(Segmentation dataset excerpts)
· · · · ·
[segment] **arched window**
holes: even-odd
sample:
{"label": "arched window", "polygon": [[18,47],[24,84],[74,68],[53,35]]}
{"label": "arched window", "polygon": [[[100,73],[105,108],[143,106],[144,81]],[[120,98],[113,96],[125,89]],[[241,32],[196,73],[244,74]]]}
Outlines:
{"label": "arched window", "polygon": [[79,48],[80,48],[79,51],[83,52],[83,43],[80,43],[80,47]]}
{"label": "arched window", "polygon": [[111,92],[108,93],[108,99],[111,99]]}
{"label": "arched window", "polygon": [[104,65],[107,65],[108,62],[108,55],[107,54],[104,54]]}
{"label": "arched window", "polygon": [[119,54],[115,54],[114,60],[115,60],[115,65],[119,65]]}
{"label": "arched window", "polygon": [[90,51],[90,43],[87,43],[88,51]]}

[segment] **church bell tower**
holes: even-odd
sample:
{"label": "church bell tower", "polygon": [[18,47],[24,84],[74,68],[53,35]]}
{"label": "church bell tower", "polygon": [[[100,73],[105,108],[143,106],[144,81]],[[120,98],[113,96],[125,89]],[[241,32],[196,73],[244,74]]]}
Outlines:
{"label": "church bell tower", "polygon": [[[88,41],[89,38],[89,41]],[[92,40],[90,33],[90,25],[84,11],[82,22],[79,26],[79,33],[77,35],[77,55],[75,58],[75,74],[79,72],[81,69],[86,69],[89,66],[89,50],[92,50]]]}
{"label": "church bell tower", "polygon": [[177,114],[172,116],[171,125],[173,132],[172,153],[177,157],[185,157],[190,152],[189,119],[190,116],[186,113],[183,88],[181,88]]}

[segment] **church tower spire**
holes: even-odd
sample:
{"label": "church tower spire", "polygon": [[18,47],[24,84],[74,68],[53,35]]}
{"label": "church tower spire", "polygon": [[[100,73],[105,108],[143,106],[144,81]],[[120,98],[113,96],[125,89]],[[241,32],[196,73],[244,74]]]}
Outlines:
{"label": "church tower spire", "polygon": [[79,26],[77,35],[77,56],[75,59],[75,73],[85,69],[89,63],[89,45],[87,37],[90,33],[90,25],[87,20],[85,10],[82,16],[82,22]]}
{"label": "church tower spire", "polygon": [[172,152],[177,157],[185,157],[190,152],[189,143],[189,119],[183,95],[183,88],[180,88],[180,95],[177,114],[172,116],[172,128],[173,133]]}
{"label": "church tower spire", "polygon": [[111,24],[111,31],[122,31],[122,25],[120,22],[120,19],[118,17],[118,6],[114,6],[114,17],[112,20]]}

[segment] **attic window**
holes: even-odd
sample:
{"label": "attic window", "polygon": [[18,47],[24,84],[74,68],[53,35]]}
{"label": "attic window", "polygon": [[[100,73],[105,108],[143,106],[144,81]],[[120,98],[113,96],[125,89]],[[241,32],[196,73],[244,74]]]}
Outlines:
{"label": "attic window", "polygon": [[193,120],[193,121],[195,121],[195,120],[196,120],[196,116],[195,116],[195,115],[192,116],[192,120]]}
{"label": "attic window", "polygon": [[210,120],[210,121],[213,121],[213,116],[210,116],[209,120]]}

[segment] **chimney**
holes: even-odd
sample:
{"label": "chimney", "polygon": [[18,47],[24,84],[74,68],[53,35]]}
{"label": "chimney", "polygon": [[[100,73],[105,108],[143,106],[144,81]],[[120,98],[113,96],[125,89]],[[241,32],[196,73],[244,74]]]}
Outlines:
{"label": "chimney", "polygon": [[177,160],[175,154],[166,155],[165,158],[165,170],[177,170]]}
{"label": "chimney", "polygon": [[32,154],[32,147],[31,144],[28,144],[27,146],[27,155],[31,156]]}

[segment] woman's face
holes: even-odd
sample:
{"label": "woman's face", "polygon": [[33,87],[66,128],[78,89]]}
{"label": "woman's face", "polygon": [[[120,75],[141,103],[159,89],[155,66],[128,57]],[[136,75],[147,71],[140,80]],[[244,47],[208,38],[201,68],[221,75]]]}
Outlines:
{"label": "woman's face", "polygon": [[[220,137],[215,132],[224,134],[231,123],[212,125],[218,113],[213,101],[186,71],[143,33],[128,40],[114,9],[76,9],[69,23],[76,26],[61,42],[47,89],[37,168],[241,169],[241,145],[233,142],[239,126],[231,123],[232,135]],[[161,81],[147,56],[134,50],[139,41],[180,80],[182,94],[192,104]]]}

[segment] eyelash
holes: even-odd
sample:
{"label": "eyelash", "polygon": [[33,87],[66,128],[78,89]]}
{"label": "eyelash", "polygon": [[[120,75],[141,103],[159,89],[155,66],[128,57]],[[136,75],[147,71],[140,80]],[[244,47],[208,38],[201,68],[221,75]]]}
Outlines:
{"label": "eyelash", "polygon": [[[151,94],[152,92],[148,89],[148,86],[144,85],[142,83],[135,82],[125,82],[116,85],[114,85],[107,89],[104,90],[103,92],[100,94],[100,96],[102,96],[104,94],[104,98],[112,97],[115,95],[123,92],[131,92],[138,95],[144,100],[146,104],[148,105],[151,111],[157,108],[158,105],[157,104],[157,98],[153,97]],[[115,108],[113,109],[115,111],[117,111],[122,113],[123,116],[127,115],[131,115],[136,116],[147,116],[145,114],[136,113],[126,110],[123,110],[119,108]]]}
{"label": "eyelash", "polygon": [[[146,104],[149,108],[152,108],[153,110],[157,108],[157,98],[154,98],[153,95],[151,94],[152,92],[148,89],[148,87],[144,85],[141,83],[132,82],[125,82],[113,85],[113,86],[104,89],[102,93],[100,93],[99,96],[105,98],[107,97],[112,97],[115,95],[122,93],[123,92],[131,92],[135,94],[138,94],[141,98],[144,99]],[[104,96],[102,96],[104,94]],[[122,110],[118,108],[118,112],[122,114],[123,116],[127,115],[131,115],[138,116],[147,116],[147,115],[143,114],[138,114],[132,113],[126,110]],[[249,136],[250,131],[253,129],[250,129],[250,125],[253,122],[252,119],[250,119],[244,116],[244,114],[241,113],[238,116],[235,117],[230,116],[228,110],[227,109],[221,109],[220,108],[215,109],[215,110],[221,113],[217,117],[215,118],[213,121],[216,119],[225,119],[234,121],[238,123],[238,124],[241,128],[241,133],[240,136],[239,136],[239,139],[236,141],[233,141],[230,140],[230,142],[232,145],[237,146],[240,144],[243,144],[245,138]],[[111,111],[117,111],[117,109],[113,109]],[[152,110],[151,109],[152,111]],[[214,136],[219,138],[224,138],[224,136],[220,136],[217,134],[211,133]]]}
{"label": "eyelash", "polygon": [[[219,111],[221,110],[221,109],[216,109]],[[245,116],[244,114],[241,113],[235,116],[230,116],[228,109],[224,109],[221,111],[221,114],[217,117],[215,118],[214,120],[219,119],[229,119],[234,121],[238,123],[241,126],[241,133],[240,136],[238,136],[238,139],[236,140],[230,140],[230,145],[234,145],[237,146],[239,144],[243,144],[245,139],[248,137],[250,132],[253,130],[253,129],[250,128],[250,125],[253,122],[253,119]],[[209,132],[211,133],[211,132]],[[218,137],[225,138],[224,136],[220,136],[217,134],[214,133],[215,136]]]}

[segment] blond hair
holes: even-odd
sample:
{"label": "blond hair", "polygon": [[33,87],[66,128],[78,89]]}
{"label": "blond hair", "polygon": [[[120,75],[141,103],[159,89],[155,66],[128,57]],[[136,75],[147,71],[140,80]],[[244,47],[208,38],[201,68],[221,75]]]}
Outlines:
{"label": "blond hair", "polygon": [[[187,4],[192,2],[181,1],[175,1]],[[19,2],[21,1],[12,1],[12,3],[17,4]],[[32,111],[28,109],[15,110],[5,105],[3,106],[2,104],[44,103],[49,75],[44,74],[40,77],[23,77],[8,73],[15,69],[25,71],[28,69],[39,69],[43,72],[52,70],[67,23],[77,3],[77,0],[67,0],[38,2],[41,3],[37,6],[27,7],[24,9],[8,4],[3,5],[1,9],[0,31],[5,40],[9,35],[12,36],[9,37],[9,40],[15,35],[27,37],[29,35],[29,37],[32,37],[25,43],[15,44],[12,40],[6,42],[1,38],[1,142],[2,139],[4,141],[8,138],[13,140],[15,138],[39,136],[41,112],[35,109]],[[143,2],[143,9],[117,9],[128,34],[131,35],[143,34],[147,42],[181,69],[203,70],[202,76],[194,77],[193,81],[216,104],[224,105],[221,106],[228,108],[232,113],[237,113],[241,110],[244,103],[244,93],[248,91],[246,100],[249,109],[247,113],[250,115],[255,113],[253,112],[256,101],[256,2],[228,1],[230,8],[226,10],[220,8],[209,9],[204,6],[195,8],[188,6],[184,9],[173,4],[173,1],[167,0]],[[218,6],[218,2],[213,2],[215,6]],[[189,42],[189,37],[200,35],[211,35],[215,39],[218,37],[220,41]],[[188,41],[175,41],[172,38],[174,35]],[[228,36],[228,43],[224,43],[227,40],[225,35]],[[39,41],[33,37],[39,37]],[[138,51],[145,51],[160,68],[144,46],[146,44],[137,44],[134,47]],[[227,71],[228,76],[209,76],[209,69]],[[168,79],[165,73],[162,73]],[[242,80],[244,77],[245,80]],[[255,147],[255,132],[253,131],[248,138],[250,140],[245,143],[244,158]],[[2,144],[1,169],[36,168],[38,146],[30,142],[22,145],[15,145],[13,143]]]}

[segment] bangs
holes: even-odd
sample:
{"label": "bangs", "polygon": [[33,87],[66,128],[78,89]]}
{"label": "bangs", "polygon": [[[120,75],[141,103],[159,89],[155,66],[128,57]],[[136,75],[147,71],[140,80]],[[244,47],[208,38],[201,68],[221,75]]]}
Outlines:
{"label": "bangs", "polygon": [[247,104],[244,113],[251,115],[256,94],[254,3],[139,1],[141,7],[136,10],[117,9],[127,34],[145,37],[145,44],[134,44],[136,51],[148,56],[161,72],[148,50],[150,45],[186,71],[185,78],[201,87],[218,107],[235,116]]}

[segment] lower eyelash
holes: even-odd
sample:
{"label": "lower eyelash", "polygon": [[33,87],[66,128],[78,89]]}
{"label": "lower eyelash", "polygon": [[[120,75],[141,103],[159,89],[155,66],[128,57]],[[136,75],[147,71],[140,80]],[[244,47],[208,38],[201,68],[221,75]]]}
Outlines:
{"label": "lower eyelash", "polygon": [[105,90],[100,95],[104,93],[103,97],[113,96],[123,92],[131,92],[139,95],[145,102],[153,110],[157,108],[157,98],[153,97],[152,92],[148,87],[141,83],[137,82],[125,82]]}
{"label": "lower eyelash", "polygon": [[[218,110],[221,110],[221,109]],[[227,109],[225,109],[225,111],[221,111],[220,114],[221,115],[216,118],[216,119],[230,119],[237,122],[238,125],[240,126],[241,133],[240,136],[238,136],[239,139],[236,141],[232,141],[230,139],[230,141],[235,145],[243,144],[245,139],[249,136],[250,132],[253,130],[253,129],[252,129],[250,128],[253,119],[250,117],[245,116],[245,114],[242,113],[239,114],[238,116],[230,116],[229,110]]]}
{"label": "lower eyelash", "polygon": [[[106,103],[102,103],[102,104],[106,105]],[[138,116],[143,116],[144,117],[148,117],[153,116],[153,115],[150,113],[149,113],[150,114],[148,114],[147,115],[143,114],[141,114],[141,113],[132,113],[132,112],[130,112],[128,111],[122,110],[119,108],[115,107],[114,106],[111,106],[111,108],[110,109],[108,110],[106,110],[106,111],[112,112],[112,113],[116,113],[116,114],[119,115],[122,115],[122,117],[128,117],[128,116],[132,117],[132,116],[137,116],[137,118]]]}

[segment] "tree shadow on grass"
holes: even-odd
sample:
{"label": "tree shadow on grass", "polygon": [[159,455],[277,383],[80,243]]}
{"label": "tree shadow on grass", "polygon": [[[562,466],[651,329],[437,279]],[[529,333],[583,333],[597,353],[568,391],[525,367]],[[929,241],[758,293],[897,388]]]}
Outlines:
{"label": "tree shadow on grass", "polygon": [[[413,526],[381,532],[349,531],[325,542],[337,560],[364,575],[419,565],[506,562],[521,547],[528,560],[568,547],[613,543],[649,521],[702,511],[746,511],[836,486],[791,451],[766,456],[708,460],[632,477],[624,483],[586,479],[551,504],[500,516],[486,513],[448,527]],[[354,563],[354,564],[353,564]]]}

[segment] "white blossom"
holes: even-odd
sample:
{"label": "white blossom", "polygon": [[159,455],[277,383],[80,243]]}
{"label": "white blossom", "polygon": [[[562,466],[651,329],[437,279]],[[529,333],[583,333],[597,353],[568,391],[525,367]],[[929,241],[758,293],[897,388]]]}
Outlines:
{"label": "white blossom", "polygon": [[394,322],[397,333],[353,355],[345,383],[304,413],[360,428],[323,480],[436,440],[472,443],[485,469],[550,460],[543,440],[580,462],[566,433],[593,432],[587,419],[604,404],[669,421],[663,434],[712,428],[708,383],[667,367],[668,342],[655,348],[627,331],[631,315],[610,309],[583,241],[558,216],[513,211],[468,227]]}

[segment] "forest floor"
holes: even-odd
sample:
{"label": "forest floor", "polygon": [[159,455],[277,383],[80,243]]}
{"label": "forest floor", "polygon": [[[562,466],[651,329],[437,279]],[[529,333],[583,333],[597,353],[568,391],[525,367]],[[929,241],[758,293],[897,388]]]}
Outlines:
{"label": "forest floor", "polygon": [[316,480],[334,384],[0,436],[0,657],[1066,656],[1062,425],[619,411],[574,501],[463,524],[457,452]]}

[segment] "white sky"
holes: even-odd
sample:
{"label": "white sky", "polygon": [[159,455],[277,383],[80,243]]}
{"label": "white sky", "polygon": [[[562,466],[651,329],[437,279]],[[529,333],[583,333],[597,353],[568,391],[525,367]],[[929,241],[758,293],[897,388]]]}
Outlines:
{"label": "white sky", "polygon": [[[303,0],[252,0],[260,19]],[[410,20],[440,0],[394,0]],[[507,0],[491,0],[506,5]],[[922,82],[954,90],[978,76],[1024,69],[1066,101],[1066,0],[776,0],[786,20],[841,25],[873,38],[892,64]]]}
· · · · ·
• WHAT IS BEING ASKED
Pick out every line of the material above that contains the string "chimney", and copy each one.

• SOLUTION TO THE PROBLEM
[segment] **chimney**
{"label": "chimney", "polygon": [[18,47],[24,84],[74,68],[53,35]]}
{"label": "chimney", "polygon": [[[100,73],[105,108],[143,106],[144,81]],[[120,98],[113,96],[125,89]],[[241,32],[196,73],[244,74]]]}
{"label": "chimney", "polygon": [[177,160],[175,154],[166,155],[165,158],[165,170],[177,170]]}
{"label": "chimney", "polygon": [[32,154],[32,147],[31,144],[28,144],[27,146],[27,155],[31,156]]}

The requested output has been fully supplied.